- Trecho original -
────────
A palavra rastreabilidade indica a capacidade para acompanhar o percurso de um produto ou de conhecer o seu processo de produção, manipulação, transformação, embalagem ou expedição. Rastreabilidade animal consiste no acompanhamento de todos os eventos ocorridos durante a vida de um animal, ou seja, é o registro de todas as ocorrências, manejos e movimentações ocorridas desde seu nascimento ou identificação até o abate, momento esse que se estende até o consumo de suas partes (Caixeta et al., 2014).
A exigência dos mercados importadores buscando cada vez mais produtos de qualidade, sem risco sanitário, provocou uma mudança de atitude no segmento industrial da carne bovina no Brasil. Para se adequar às normas impostas pelo cenário mundial, principalmente pela União Europeia (UE), o Ministério da Agricultura, Pecuária e Abastecimentos (MAPA) (Brasil, 2002) criou o Sistema Brasileiro de Identificação e Certificação de Origem Bovina e Bubalina (SISBOV). Atualmente, vigoram as Instruções Normativas nº 17 (Brasil, 2006) e nº 65 (Brasil, 2009a) e a Lei nº 12.097, de 24 de novembro de 2009 (Brasil, 2009b), que foi regulamentada pelo decreto nº 7.623, de 22 de novembro de 2011.
O Brasil ocupa posição de destaque no agronegócio e sua participação no mercado mundial de carnes depende da adequação constante às demandas crescentes, e cada vez mais restritivas, exigentes e específicas dos seus mercados consumidores. Nesse contexto, a rastreabilidade bovina, se gerenciada pela cadeia da carne de forma adequada, demonstra que não é apenas uma barreira protecionista dos mercados consumidores, mas sim, uma ferramenta para aumentar a segurança alimentar e a garantia ao consumidor, trazendo consigo benefícios sociais e econômicos para as áreas produtoras (Abiec, 2011).
────────
- Dados fornecidos -
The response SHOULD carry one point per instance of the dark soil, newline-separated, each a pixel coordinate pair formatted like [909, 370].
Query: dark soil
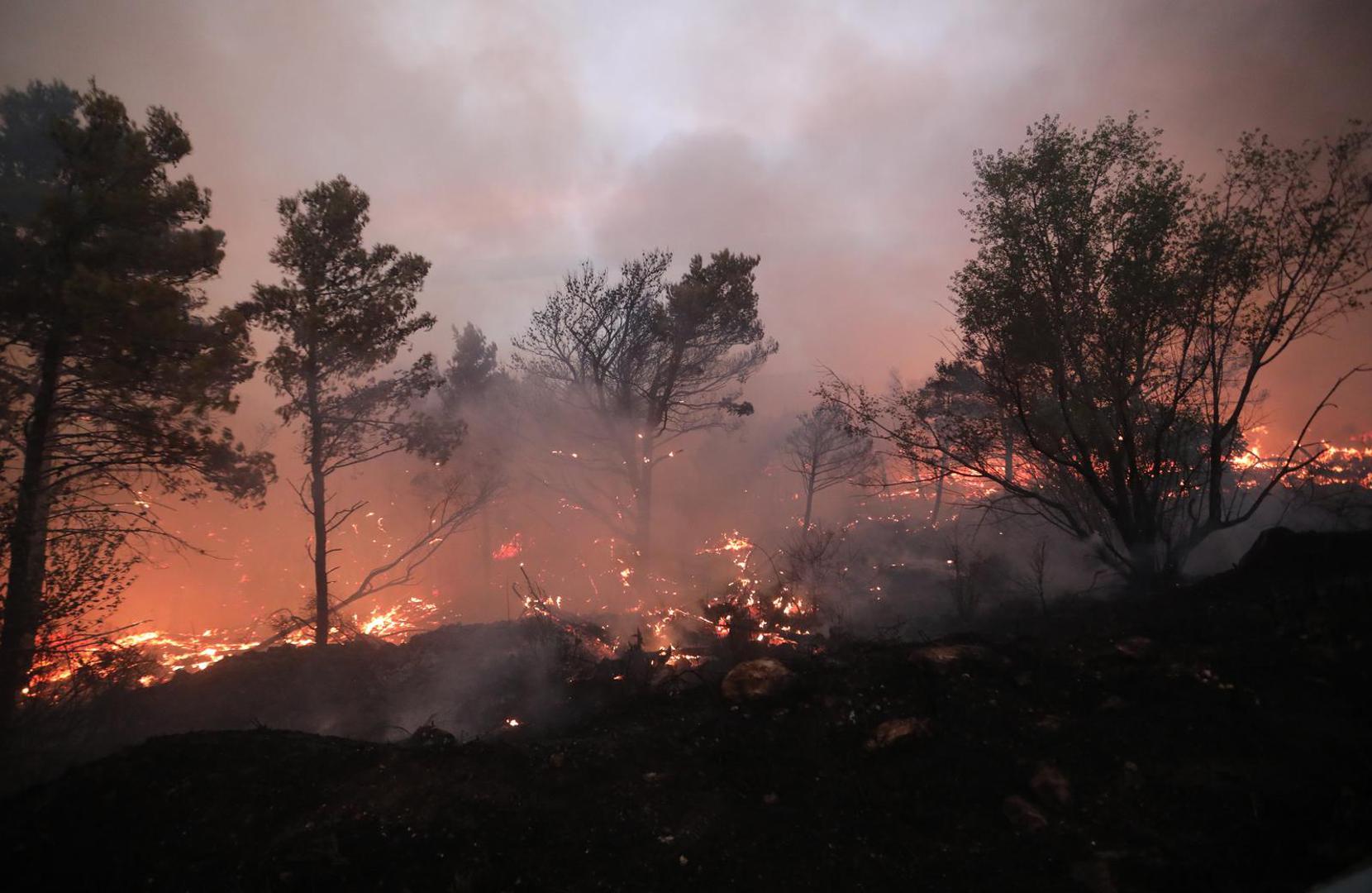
[1213, 740]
────────
- Exercícios -
**A)** Liste todas as etapas do processo de um produto que o trecho sobre rastreabilidade bovina cita ao definir a palavra rastreabilidade.
**B)** Escreva a continuação do trecho sobre rastreabilidade bovina, a partir da última frase.

- Respostas -
**A)** Produção, manipulação, transformação, embalagem e expedição.

**B)**
A consolidação do sistema de rastreabilidade é fundamental para os consumidores, pois as informações de origem da carne podem incentivar a tomada de decisão no processo de aquisição do produto. Porém, a oferta de carne com certificação no mercado varejista ainda é pequena, o que causa a falta de incentivo de adesão dos pecuaristas ao programa de rastreabilidade brasileiro (Lopes; Santos, 2007).
Para que ocorra a expansão do mercado da carne rastreada, no Brasil, é preciso verificar a disposição dos consumidores em adquirir a carne com certificação e analisar o seu conhecimento com relação aos conceitos sobre rastreabilidade e certificação de origem, pois é necessário conhecimento sobre a importância da carne com certificação para a promoção de um aumento na procura por esse produto. É preciso, ainda, verificar a disposição dos consumidores em pagar mais caro por ter "garantia" de melhor qualidade.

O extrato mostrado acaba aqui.